▸ **TASK GOAL**
Transcribe the lines below verbatim, skipping the images.

▸ **Dataset rows**
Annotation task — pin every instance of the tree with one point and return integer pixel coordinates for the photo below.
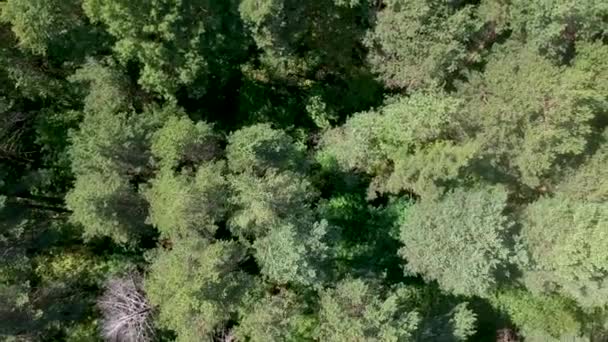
(197, 286)
(411, 143)
(182, 204)
(553, 27)
(541, 316)
(110, 156)
(258, 148)
(37, 24)
(298, 39)
(108, 88)
(354, 311)
(176, 43)
(106, 205)
(263, 202)
(564, 238)
(181, 141)
(127, 316)
(420, 43)
(294, 254)
(588, 182)
(461, 241)
(274, 317)
(523, 100)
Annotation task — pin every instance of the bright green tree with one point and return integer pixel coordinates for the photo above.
(354, 311)
(529, 116)
(282, 316)
(182, 204)
(181, 141)
(423, 42)
(461, 241)
(554, 27)
(39, 23)
(197, 287)
(175, 42)
(408, 144)
(565, 240)
(258, 148)
(540, 317)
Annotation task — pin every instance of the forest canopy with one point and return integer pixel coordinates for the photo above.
(318, 170)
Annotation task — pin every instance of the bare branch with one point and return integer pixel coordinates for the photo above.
(126, 312)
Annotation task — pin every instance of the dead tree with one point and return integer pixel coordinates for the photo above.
(127, 316)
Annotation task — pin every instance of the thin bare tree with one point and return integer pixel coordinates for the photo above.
(127, 316)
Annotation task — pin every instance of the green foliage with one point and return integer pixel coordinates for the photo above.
(589, 182)
(197, 287)
(461, 241)
(272, 166)
(277, 317)
(38, 23)
(107, 205)
(420, 43)
(173, 41)
(258, 148)
(290, 254)
(354, 311)
(111, 143)
(299, 38)
(528, 115)
(554, 26)
(182, 204)
(565, 240)
(406, 144)
(553, 316)
(262, 202)
(182, 141)
(108, 88)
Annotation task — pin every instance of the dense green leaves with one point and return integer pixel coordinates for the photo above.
(197, 286)
(420, 43)
(565, 239)
(328, 170)
(461, 241)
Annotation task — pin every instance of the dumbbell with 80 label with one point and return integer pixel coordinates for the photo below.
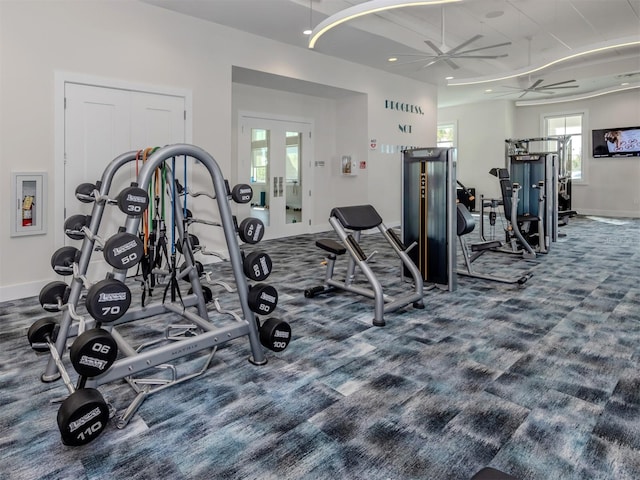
(257, 266)
(84, 414)
(262, 298)
(63, 259)
(251, 230)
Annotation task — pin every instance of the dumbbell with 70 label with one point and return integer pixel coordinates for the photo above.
(84, 414)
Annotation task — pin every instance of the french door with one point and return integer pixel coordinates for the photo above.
(274, 158)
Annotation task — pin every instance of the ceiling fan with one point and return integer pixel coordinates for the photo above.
(537, 87)
(445, 55)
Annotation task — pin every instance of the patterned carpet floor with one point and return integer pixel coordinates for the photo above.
(540, 381)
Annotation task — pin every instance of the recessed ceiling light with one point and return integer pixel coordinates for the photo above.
(365, 8)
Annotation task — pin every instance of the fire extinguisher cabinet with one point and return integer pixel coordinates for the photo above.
(29, 192)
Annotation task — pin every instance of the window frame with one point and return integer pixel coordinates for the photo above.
(454, 128)
(583, 180)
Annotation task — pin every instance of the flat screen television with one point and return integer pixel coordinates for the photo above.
(616, 142)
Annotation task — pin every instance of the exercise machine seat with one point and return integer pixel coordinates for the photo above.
(358, 217)
(489, 473)
(466, 224)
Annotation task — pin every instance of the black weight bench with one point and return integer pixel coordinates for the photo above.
(466, 225)
(349, 223)
(489, 473)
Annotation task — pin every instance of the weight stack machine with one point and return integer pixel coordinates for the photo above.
(547, 159)
(429, 213)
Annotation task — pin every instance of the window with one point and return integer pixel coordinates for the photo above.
(446, 136)
(294, 147)
(569, 125)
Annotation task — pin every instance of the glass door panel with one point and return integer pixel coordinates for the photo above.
(260, 174)
(293, 177)
(272, 158)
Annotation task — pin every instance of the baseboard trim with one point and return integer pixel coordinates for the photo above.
(610, 213)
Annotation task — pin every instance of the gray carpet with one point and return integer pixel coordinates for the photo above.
(541, 382)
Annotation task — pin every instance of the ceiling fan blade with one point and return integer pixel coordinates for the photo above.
(464, 44)
(432, 62)
(486, 48)
(560, 83)
(434, 47)
(462, 55)
(451, 64)
(422, 55)
(410, 62)
(551, 87)
(535, 85)
(503, 94)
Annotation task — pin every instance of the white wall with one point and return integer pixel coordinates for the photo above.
(612, 186)
(143, 44)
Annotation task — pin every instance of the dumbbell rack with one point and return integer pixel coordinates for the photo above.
(203, 334)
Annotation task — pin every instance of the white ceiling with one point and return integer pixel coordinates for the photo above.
(539, 31)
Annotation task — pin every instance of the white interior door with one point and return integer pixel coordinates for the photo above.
(274, 156)
(102, 123)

▸ **RESPONSE**
Annotation task — pin every instance of the tree with one point and return integer pixel coordinates for the photo below.
(197, 286)
(411, 143)
(182, 204)
(553, 27)
(541, 316)
(110, 156)
(258, 148)
(37, 24)
(298, 39)
(108, 88)
(354, 311)
(176, 43)
(106, 205)
(263, 202)
(564, 238)
(181, 141)
(127, 316)
(420, 43)
(294, 254)
(588, 182)
(461, 241)
(274, 317)
(523, 100)
Annotation task — pin every instance of the bright green tree with one point and return integer pixel coordinates for the photo above.
(354, 311)
(529, 116)
(282, 316)
(182, 204)
(181, 141)
(423, 42)
(461, 241)
(554, 27)
(39, 23)
(197, 287)
(175, 42)
(408, 144)
(565, 240)
(258, 148)
(540, 317)
Annotation task — pin every instance of the forest canopy with one point and return integer pixel coordinates for the photo above.
(318, 170)
Annotation task — pin every instance of the bare branch with one point and return integer pixel coordinates for the photo above.
(126, 312)
Annotation task — pin every instance of the dead tree with one point and return integer pixel coordinates for the photo above.
(127, 316)
Annotation task — pin every instance of the thin bare tree with one point and return integer pixel coordinates for the photo above.
(127, 316)
Annotation task — pin every instance of the green foliage with one point and return integer pixel coordinates for the photo above.
(589, 182)
(197, 287)
(461, 241)
(272, 166)
(277, 317)
(38, 23)
(107, 205)
(420, 43)
(173, 41)
(258, 148)
(290, 254)
(354, 311)
(111, 143)
(299, 38)
(528, 115)
(554, 26)
(182, 204)
(565, 240)
(406, 144)
(553, 316)
(262, 202)
(182, 141)
(108, 88)
Annotation task — pin every instance of the dense green leaves with one point and return integer pixel coordinates for the photo above.
(197, 286)
(420, 43)
(565, 239)
(328, 170)
(461, 241)
Annotation task — pin every instance of the dumbbell with 80 label with one point and return integer pixel coordinates for the photo below.
(257, 266)
(84, 414)
(262, 298)
(63, 259)
(251, 230)
Annotation task — pin every instance of the dumbbell with 70 label with one point and return integer pixel coordinates for the photo above.
(84, 414)
Annotation task — pin every instance of the french door with one point and return integer pixel coordinates for the photo above.
(274, 158)
Annotation task — pin every instance of the ceiling fan with one point and return integer pixel coordinates for the photo above.
(537, 87)
(445, 55)
Annotation task — pin every instance of the patterned carpet floor with one point and return integer pixel coordinates for the photo above.
(540, 381)
Annotation task — pin every instance of the recessed ceiling light with one point and return integer pixel coordinates for the photo above.
(365, 8)
Annotation task — pin every instance of the fire extinguisher cabinet with one point and return integer pixel coordinates for the photo above.
(29, 192)
Annotation task — pin every instance of the window frame with one point and return integer pixel coordinates for the photo above.
(454, 128)
(583, 180)
Annotation task — pin every instance of the flat screen television with one point and return integer pixel coordinates for the photo above.
(616, 142)
Annotation task — pin every instance of the exercise machine seat with one point and return integer pixel coordinates for the photo above.
(358, 217)
(489, 473)
(466, 224)
Annotation task — pin every instance of the black weight bench with one point and return integer pixel coordinates for the photo above.
(466, 225)
(349, 223)
(489, 473)
Annotation task — pin every instance of the weight stack machine with one point and return integer pixel coordinates for the photo above.
(547, 159)
(429, 213)
Annotation task — pin every instance of the window with one point and return integer pixel coordinates for the photo above.
(446, 136)
(294, 147)
(569, 125)
Annotation task — pin every instance of the glass door panel with one point and return integer pixel coordinates for the photo above.
(260, 174)
(293, 177)
(272, 158)
Annotation task — pin every instance of the baseboard trim with one point and return integer pixel coordinates for the photo above.
(610, 213)
Annotation task — pin every instance of the gray carpet with one point and return integer pixel coordinates for the photo above.
(541, 382)
Annotation task — pin every instance of the ceiling fan blade with one point and return integer pixel coordinates for the photo above.
(464, 44)
(432, 62)
(486, 48)
(560, 83)
(434, 47)
(462, 55)
(451, 64)
(422, 55)
(410, 62)
(551, 87)
(535, 85)
(503, 94)
Annotation task — pin every instance of the white wall with one point and return integer pixel coordinates for the photo above.
(612, 186)
(143, 44)
Annotation task — pin every instance of the dumbbell rack with one point and return integer pixel coordinates for the photo above.
(203, 334)
Annotation task — pin every instance of the white ceiling with one point and return integer pixel coordinates for the photo above.
(539, 31)
Annotation task — pin every instance of the white interior door with one point and return integer pixel coordinates for the photo above.
(274, 156)
(102, 123)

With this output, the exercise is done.